**DOCUMENT SEGMENT**:
——————
First, Missouri’s attorney general sued Walgreens over alleged deceptive pricing, and now the National Consumers League has issued a study showing that the price for an item purchased at Walgreens stores can be “all over the map,” even at stores within the same city.

While the Missouri investigation involved purchasing random items from various stores and comparing the prices at checkout with the prices displayed on the shelves, NCL’s involved buying the same items over and over from different locations to see whether prices were consistent. It checked the same 25 items at 485 Walgreens, CVS and Rite Aid locations in New York City, Los Angeles, Dallas-Fort Worth and Orange County, Calif.

You already know the result, but the degree might be surprising: “Walgreens had more than eight times the number of products with a 20 percent or greater price range than CVS,” the study says. The price could vary as much as 55 percent between stores. Here’s what else the study found:

  • “Walgreens stores in a single market were up to five times more likely than a competitor to charge different prices for the same item.”
  • “Walgreens also had more than twice the number of products with a price range over $1 than both competitors.”
  • “In every market, Walgreens had the greatest percentage of products that cost at least 10 percent more than the market’s lowest price.” Rite Aid and CVS generally had consistent prices for items within a market.
  • Walgreens’ prices tended to be higher at flagship stores.
  • Managers can sometimes price-match other stores in the area, so it’s worth asking.

Walgreen Co. spokesman Jim Graham told the Chicago Tribune that the company’s prices “reflect the costs of doing business in the neighborhoods we serve as well as any nearby retail competition.”

The Tribune also notes, “Adjusting prices based on location or property values is common among national retail chains and not against the law.”
——————
**TO BE DONE**:
In the Walgreens pricing text, how many items did the National Consumers League check at each store location? Answer using only the text about Walgreens pricing.

[Point placement entries]
——————
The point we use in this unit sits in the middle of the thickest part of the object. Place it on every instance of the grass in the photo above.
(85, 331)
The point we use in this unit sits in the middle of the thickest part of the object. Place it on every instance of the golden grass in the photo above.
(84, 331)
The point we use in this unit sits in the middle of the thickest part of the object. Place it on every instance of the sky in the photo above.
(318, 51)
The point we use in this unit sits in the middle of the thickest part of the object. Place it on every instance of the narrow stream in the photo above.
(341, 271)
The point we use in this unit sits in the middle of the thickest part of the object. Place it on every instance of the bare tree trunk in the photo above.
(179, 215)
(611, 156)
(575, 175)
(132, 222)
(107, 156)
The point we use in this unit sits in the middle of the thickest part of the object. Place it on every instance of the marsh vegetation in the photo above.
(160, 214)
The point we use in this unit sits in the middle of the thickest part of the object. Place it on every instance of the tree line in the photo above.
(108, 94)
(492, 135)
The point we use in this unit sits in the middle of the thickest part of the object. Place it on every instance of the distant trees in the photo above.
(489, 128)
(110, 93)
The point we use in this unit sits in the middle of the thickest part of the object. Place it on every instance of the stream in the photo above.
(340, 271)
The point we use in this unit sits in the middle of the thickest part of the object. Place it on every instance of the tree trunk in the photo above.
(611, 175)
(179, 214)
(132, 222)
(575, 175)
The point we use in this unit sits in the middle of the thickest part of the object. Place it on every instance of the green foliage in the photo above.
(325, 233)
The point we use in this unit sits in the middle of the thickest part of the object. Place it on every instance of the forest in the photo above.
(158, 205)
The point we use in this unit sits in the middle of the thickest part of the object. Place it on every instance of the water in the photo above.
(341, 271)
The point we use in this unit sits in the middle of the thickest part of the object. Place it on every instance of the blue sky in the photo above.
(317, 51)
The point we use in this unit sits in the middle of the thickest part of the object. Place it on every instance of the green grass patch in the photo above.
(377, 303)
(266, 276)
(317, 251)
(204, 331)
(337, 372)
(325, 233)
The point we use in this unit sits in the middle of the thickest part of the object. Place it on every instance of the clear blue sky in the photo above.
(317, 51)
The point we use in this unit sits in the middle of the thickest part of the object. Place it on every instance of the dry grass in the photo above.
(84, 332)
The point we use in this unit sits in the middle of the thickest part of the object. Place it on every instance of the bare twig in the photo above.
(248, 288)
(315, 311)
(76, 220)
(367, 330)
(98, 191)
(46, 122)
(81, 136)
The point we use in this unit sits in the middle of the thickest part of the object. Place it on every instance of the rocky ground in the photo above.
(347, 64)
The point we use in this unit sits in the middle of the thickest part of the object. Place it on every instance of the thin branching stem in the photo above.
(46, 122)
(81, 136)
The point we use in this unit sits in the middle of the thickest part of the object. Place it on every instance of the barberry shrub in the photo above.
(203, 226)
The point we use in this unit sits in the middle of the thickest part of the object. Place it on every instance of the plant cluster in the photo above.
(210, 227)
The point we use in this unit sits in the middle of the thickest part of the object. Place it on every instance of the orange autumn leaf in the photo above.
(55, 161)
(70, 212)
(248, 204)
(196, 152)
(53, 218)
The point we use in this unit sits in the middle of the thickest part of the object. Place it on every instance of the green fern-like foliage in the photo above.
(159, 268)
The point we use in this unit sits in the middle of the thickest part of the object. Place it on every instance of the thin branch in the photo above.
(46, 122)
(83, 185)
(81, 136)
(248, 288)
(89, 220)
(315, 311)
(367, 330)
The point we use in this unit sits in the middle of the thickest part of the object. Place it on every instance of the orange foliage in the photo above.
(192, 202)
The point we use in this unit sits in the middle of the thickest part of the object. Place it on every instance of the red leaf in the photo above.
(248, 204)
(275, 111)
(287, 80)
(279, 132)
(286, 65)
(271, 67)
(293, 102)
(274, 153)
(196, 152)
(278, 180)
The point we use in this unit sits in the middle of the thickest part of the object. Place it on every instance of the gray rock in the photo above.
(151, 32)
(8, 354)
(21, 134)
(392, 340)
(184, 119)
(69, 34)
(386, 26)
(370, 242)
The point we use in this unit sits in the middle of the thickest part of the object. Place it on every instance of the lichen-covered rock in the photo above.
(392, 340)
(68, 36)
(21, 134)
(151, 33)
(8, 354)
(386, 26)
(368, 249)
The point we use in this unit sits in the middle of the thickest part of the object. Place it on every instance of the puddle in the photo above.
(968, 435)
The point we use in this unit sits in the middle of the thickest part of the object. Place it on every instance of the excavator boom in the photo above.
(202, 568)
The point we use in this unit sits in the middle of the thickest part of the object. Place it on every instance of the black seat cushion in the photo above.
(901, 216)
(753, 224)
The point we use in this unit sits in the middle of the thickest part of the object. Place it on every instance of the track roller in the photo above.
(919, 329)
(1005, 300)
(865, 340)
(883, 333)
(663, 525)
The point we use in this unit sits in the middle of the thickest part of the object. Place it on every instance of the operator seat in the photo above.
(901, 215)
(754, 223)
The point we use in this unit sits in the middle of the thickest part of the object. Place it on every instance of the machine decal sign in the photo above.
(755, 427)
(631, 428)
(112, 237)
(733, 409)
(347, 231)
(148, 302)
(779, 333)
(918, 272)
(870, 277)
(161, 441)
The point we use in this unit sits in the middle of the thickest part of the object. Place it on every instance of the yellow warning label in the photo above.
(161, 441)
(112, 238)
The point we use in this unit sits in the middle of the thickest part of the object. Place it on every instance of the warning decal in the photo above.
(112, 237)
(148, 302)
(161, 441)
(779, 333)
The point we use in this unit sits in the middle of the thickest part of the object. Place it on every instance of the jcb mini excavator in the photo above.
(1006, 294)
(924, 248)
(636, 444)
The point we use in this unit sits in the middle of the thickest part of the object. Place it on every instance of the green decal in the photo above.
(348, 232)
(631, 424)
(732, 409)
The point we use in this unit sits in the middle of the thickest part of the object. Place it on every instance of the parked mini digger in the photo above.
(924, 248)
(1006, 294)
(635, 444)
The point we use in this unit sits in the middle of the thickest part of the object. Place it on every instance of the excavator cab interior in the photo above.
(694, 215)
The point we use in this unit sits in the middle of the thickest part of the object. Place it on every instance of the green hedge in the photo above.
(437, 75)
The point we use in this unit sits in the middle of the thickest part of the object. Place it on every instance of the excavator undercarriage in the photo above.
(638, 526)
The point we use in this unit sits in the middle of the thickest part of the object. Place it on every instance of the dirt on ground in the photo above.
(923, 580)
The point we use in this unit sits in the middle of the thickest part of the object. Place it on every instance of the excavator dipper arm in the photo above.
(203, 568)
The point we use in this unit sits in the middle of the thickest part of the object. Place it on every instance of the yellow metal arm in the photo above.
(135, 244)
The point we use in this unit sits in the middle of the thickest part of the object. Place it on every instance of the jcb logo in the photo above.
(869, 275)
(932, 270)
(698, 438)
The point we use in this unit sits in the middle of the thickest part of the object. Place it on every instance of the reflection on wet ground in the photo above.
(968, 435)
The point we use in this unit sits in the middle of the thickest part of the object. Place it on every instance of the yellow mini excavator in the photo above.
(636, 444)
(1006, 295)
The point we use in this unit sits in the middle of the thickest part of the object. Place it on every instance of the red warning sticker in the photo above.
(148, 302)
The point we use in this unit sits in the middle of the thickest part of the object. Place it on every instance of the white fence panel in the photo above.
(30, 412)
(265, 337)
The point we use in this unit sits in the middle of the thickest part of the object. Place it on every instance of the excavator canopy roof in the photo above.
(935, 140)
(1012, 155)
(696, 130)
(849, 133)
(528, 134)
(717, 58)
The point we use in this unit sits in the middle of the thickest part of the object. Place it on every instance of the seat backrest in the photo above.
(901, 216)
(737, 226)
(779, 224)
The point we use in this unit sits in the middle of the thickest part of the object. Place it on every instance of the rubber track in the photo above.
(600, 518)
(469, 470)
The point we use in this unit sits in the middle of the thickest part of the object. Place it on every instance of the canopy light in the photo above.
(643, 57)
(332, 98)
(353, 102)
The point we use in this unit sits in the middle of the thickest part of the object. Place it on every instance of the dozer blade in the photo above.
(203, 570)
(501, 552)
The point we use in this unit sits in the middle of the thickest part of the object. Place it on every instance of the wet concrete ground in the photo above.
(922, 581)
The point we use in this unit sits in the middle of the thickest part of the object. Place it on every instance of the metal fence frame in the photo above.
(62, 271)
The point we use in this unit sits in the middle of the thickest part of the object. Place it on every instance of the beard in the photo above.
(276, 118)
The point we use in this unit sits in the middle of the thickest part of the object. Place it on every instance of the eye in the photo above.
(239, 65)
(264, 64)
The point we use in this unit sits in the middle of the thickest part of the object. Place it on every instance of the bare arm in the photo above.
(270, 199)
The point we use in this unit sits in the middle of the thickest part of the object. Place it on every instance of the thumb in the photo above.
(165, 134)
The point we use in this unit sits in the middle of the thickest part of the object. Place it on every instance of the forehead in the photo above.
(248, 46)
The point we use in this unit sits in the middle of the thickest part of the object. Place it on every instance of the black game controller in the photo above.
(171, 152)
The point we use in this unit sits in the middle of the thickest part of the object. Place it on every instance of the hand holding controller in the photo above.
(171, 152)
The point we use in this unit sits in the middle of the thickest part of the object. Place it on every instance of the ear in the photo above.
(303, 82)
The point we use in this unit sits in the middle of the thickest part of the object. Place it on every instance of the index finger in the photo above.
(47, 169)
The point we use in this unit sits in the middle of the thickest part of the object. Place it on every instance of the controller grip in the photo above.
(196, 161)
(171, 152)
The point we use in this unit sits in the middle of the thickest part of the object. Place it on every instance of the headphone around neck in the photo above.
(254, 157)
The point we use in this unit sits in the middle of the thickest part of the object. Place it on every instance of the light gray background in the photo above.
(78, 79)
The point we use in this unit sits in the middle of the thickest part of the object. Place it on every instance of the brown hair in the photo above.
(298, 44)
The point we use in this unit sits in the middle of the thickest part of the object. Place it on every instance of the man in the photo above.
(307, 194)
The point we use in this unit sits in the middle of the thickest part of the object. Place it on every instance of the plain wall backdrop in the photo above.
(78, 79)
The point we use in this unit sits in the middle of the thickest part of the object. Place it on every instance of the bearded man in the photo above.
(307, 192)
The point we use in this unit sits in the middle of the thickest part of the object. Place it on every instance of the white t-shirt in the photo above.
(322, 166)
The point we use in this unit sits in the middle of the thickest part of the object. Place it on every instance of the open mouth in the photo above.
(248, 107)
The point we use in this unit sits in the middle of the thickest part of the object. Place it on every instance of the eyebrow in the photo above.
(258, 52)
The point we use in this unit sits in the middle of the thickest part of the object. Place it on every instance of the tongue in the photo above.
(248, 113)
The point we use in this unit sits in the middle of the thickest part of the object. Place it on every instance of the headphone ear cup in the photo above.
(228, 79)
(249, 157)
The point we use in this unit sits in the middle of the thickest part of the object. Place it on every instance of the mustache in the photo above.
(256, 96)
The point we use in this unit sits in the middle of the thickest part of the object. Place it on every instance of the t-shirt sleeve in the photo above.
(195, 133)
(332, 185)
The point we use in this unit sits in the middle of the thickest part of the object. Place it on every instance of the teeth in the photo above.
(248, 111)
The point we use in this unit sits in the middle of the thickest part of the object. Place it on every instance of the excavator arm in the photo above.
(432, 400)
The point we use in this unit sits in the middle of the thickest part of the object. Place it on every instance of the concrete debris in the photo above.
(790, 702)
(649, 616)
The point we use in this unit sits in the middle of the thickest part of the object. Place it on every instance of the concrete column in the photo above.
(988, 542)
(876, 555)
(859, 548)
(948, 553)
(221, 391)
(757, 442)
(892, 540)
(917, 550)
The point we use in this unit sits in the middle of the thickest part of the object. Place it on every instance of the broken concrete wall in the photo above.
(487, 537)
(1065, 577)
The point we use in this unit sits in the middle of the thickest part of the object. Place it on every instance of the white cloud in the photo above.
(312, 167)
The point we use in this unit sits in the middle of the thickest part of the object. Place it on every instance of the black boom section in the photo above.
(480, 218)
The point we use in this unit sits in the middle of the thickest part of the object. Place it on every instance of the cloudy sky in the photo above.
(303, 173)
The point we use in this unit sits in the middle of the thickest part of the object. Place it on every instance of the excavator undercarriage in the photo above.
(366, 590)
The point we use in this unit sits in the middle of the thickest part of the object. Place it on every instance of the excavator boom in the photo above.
——————
**THE COMPLETED TASK**:
25 items